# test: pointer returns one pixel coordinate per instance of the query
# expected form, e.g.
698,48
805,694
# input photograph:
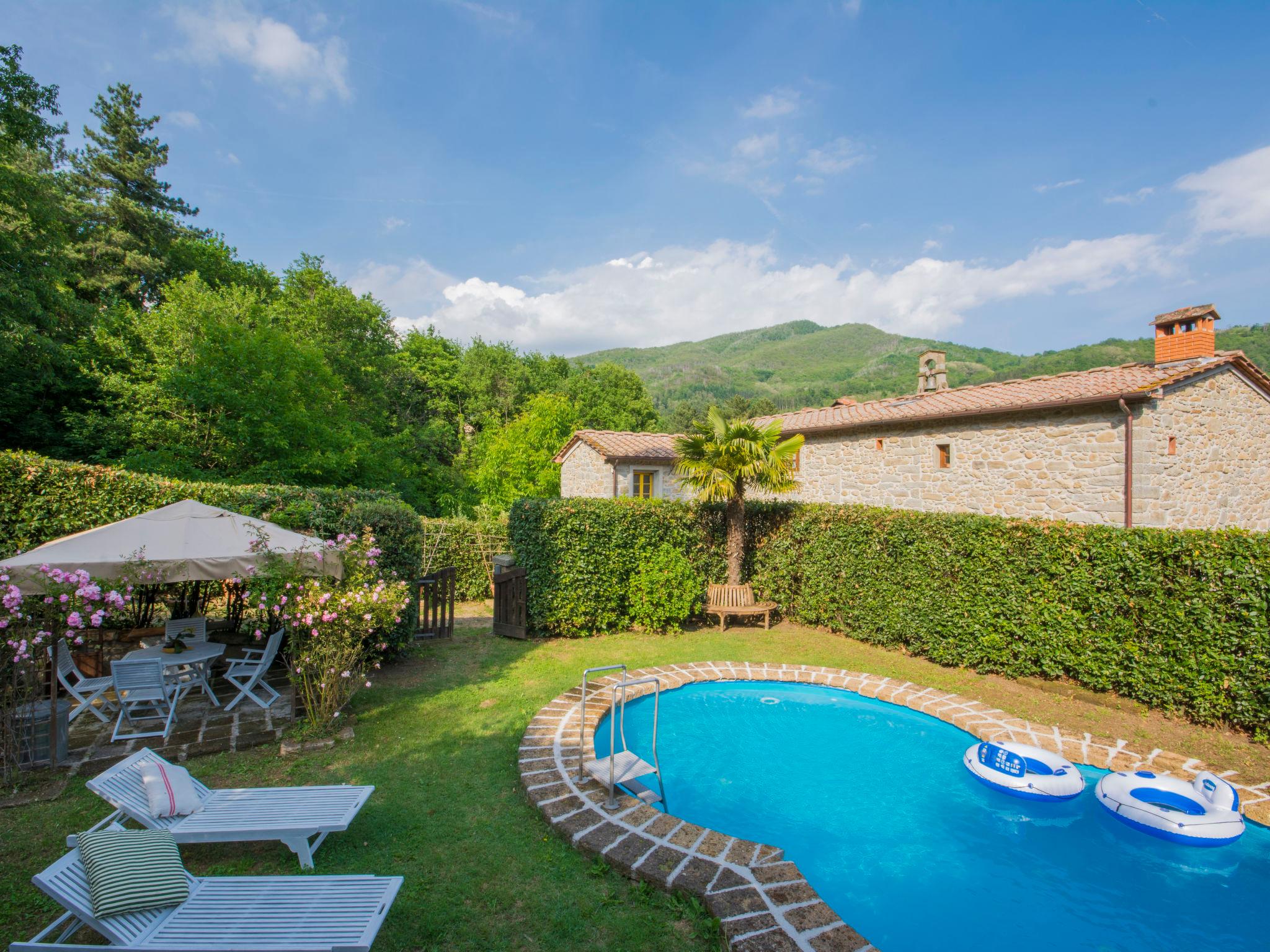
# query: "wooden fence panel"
435,604
511,604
----------
Exercise details: Could you turn the material above into a numbered list with one entry per line, skipping blank lines and leaving out the picture?

Correct result:
1. # test: pointer returns one pixel coordinate per instance of the query
2. # expected form, e.g.
3. 698,48
4. 805,694
5. # input photograph:
6. # query: "wooden fence panel"
7. 435,604
8. 511,604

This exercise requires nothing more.